[EXERCISE DETAILS]
Working from the entries that follow, retype each one without any alteration.

[Natural language region descriptions]
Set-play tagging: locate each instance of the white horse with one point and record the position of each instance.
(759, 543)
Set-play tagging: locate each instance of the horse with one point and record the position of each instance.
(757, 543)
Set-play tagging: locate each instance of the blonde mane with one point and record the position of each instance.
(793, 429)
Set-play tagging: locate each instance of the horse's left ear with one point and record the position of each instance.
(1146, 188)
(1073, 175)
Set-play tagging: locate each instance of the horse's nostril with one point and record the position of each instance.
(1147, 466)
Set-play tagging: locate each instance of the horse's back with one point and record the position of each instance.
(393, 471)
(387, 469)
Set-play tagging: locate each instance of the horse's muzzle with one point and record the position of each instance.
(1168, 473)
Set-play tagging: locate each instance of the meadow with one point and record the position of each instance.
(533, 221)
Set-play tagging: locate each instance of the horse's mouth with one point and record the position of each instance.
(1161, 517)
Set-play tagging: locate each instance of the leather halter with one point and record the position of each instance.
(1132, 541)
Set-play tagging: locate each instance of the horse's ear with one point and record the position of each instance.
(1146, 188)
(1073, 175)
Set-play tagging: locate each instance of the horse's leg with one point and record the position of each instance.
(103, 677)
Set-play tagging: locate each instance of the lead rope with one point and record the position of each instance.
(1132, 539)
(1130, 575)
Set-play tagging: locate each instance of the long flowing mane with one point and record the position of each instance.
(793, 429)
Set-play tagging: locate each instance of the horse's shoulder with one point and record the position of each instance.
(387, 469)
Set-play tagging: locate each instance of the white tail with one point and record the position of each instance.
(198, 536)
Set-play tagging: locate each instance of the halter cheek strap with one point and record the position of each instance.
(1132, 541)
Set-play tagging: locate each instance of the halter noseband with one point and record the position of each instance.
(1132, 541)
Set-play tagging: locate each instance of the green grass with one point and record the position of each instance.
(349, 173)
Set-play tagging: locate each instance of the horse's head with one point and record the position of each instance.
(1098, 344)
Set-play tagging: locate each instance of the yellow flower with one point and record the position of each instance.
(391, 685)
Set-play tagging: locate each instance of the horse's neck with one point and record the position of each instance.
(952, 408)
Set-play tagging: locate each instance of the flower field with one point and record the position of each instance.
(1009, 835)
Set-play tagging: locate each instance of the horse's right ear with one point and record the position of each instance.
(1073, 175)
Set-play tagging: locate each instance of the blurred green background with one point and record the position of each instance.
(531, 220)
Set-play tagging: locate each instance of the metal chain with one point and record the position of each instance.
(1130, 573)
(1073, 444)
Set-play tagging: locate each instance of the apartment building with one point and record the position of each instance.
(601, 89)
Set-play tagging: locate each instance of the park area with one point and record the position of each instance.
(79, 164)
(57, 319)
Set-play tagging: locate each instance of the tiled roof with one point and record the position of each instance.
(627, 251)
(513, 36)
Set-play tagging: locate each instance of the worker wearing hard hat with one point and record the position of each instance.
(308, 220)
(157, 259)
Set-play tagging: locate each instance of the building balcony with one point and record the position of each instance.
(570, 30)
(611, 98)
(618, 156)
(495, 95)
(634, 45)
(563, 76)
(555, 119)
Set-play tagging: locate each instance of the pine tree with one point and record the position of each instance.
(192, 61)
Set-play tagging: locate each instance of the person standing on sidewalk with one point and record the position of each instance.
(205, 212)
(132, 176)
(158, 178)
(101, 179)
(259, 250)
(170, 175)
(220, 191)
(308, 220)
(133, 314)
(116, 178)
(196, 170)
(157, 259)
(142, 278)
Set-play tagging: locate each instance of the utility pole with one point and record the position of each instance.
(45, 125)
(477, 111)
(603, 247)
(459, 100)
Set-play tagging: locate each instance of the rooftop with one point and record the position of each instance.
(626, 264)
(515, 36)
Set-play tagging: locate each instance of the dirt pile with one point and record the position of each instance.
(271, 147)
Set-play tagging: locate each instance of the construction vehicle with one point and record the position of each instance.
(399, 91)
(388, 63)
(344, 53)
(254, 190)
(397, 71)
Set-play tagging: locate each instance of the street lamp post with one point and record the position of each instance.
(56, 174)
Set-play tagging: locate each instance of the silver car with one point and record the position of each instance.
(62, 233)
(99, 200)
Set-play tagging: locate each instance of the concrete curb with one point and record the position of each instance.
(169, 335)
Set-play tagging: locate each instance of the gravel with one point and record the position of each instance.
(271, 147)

[TASK ANSWER]
Set-play tagging: locate each instance of the white horse with one point and record the position of each instance.
(759, 543)
Set-play tagging: locate each instance of the horse with one point and record the position of each instance.
(757, 543)
Set-play tagging: locate each instance of the blonde mane with one point and record the position of each instance.
(793, 429)
Set-play tagging: locate each instance of the horse's left ear with one point and record the position of each instance.
(1146, 188)
(1073, 175)
Set-play tagging: locate each instance of the horse's nostril with one point and record the position of each instance.
(1147, 466)
Set-play tagging: locate each instance of the horse's back with one point and record the position of each instance.
(393, 471)
(387, 469)
Set-play tagging: locate each instance of the horse's muzzle with one point and record the position of each instance.
(1168, 473)
Set-play tagging: locate each instance of the meadow with one point and record the position of each instance.
(533, 221)
Set-play tagging: locate each instance of the horse's mouth with one point and record the position of each instance.
(1161, 517)
Set-play tagging: locate each instance of the leather halter with one point and record the position of each instance.
(1132, 541)
Set-play tagging: locate each instance of the horse's ear with one point and record the position of each instance.
(1146, 188)
(1073, 175)
Set-play tagging: locate each instance of the horse's leg with one point and record the position of each instance.
(103, 677)
Set-play tagging: locate each instance of the lead rope with one point and record the position of each instance.
(1132, 539)
(1130, 575)
Set-play tagging: locate each instance of the long flowing mane with one point and record the position of each instance.
(793, 429)
Set-play tagging: locate each instance of the horse's shoulder with one point and record the position of each instance.
(387, 469)
Set-play tagging: locate each instance of the white tail with one point and record the position of each instance.
(198, 536)
Set-play tagging: locate each instance of the halter cheek strap with one point and record the position of each instance.
(1132, 541)
Set-play tagging: locate each instance of the halter noseband with one point and record the position of each instance.
(1132, 541)
Set-play tagging: locate each instance of the green grass with one point and record the position of each instance.
(349, 173)
Set-play tagging: locate each instance of the horse's head with one point and record the position of each instance.
(1098, 344)
Set-play tagging: locate each instance of the yellow flower with one point and record the position of each instance.
(391, 685)
Set-play tagging: locate each instance of the horse's neck with one point and record the position of each instance.
(952, 408)
Set-play tagging: locate each instance of the flower field with one point and record the position of each instance.
(1009, 835)
Set-play tagging: locate each instance of the horse's right ear with one point and record the position of each instance.
(1073, 175)
Set-play tagging: locate each instance of the blurred green background with one point and record the position of each instance.
(531, 220)
Set-play tagging: locate each instance of the metal chain with one point and record the position of each instance.
(1130, 573)
(1073, 444)
Set-play tagging: locate each instance of the apartment building with one point and record the position of each instance.
(601, 89)
Set-play tagging: locate each instance of the park area with one point and record the position of each instance.
(79, 164)
(57, 319)
Set-play tagging: locate each instance of the tiled roof with one point and record the position of each instance.
(627, 251)
(513, 36)
Set-play tagging: locate each instance of the worker wearing hard hat with one point and record the position of each instance.
(308, 220)
(157, 259)
Set-play tagging: locate each instance of the building balcony with one point and record the position of each instance.
(570, 30)
(611, 98)
(618, 156)
(495, 95)
(634, 45)
(563, 76)
(555, 119)
Set-play tagging: locate each instance of the pine tree with one point and record the position of each instance.
(192, 61)
Set-play tagging: locate each instance of the person standing on sidewalk with one point and record the position of each instance.
(205, 212)
(132, 176)
(158, 178)
(101, 179)
(259, 250)
(170, 175)
(220, 191)
(308, 220)
(133, 314)
(116, 178)
(196, 170)
(157, 259)
(142, 278)
Set-play tagging: locate each instance of the utility pole with one point and record the position of each instance.
(45, 125)
(477, 111)
(603, 247)
(459, 100)
Set-play tagging: locate each instance of the rooftop with one point and record the position of each instance.
(626, 264)
(515, 36)
Set-play tagging: locate each instance of the dirt pile with one point and record the position of each instance.
(271, 147)
Set-play tagging: locate each instance of the construction vehicle with one point and record the position of each instance.
(399, 91)
(388, 63)
(344, 53)
(254, 190)
(397, 71)
Set-play tagging: locate each instance of the street lamp post with one point and record the position of each instance.
(56, 174)
Set-play tagging: locate each instance of the silver car with one point and record the position of each instance.
(62, 233)
(99, 200)
Set-play tagging: locate each instance of the concrete curb with one point and record the position of each instance.
(169, 335)
Set-play tagging: locate each instance of the gravel with one point and record the position of each instance.
(271, 147)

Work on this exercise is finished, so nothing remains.